Juan María Montalvo y Fiallos (13 April 1832 in Ambato – 17 January 1889 in Paris) was an Ecuadorian author and essayist.

Biography
His grandfather, José Santos Montalvo, born in Andalucía, migrated to América and after some years working as a cinchona bark gatherer across Panamá, Venezuela and Colombia, he arrived at Ecuador where he worked as a seller of fabrics. In Guano, Ecuador, he meets Jacinta Oviedo, whom he married and had many children, one of them was Marcos, father of Juan Montalvo, who worked also as a traveller fabrics seller.

In one of Marcos' business trips, he arrives at Quinchicoto, a small town near Ambato, where he meets María José Fiallos and with whom he marries in the church "La Matriz" in Ambato, January 1, 1811. 

Born in Ambato to José Marcos Montalvo and Josefa Fiallos, he studied philosophy and law in Quito before returning to his hometown in 1854. He held diplomatic posts in Italy and France from 1857 to 1859. A political liberal, Montalvo's beliefs were marked by anti-clericalism and a keen hatred for the two caudillos that ruled Ecuador during his life: Gabriel García Moreno and Ignacio de Veintemilla. After an issue of El Cosmopolita viciously attacked Moreno, Montalvo was exiled to Colombia for seven years. Moreno's assassination was attributed to Montalvo's writings. He was a dedicated champion of democracy and an enemy of the writer Juan León Mera.

In the late seventies Juan Montalvo was twice exiled to France, remaining there from 1879, as punishment for Las catilinarias (1880), the work that made him famous throughout intellectual circles in the United States, Europe and the rest of Latin America. Alongside full-length books, Montalvo was an accomplished essayist, and his Siete Tratados (1882) and Geometría Moral (published in 1902, after his death) were popular in Ecuador and were banned by Veintemilla.

He also wrote a sequel to Miguel de Cervantes's Don Quixote, called Capítulos que se le Olvidaron a Cervantes ("Chapters Cervantes Forgot"), published posthumously in 1895. He died of tuberculosis in Paris.  His mummified body now rests in a mausoleum in his birthplace of Ambato.

▶ EXCERPTED DATA
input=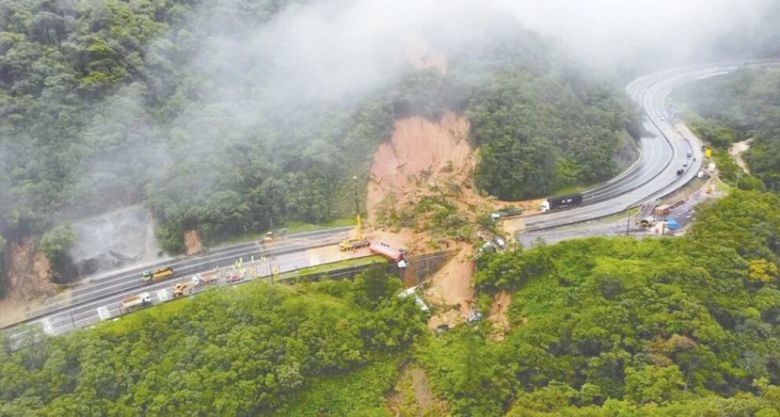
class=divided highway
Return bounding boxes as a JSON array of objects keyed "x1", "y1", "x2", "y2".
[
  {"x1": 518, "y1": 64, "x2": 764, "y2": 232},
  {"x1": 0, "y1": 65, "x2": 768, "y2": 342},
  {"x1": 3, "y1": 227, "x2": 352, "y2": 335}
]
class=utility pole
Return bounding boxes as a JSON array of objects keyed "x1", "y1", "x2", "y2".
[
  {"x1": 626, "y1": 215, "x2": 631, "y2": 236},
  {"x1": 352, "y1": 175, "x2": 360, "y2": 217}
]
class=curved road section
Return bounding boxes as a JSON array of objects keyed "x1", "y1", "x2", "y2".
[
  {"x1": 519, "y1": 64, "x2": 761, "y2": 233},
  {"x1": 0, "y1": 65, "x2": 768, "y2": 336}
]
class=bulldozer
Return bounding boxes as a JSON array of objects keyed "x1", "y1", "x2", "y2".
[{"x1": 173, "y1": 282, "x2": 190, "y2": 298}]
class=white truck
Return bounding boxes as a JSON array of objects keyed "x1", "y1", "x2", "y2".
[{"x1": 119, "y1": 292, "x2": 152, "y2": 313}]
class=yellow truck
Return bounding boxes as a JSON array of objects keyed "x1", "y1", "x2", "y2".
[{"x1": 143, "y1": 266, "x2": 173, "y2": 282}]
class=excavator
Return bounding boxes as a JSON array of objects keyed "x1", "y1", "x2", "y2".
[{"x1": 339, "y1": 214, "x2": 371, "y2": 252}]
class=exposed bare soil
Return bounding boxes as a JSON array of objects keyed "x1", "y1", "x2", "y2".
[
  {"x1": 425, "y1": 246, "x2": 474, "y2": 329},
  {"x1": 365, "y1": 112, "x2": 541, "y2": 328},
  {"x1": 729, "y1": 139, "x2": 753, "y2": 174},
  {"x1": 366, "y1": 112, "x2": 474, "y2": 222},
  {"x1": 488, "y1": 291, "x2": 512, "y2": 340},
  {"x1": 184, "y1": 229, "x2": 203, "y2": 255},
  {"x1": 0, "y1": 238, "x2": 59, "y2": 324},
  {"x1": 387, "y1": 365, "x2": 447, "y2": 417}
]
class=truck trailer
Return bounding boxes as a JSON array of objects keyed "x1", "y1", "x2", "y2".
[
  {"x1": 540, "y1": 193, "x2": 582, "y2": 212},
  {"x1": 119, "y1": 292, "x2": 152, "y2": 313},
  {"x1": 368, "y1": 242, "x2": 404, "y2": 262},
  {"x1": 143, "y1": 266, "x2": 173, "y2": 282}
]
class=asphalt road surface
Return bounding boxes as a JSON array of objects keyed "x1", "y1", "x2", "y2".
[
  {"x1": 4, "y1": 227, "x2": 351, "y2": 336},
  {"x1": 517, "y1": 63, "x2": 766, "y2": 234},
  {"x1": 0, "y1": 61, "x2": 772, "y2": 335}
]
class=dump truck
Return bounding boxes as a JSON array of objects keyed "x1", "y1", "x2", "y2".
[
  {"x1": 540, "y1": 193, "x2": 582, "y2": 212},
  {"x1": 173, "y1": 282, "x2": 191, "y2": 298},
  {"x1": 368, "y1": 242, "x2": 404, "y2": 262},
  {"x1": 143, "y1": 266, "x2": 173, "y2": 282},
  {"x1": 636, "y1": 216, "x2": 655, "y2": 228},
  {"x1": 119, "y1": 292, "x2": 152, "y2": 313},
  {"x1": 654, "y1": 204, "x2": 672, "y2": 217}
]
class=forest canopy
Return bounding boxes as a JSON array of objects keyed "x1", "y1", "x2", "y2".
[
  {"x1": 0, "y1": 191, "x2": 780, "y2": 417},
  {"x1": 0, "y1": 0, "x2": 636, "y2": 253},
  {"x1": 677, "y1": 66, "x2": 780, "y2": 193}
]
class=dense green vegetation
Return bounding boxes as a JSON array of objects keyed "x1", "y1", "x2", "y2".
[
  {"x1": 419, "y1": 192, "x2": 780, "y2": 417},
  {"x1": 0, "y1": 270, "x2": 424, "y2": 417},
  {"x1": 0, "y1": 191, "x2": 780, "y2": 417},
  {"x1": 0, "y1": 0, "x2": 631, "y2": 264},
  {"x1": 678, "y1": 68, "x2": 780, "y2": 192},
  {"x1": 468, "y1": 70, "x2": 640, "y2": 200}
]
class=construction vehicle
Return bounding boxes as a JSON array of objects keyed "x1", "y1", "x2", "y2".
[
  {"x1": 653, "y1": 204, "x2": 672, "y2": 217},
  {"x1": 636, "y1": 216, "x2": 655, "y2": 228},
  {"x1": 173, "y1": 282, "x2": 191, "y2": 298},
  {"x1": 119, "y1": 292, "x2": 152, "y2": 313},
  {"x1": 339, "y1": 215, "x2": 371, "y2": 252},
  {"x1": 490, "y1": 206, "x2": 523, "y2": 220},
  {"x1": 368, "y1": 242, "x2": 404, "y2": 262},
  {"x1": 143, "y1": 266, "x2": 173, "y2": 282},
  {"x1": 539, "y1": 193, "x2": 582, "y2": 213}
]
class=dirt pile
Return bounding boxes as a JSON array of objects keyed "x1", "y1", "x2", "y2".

▶ GIVEN EXERCISE 1
Name every country mentioned in the Montalvo biography, in order of first appearance.
▶ GIVEN EXERCISE 2
Write out the Montalvo biography from "In the late" up to and including "banned by Veintemilla.", swapping "Latin America" for "South America".

▶ FULL SOLUTION 1
Panamá, Venezuela, Colombia, Ecuador, Italy, France, United States

▶ FULL SOLUTION 2
In the late seventies Juan Montalvo was twice exiled to France, remaining there from 1879, as punishment for Las catilinarias (1880), the work that made him famous throughout intellectual circles in the United States, Europe and the rest of South America. Alongside full-length books, Montalvo was an accomplished essayist, and his Siete Tratados (1882) and Geometría Moral (published in 1902, after his death) were popular in Ecuador and were banned by Veintemilla.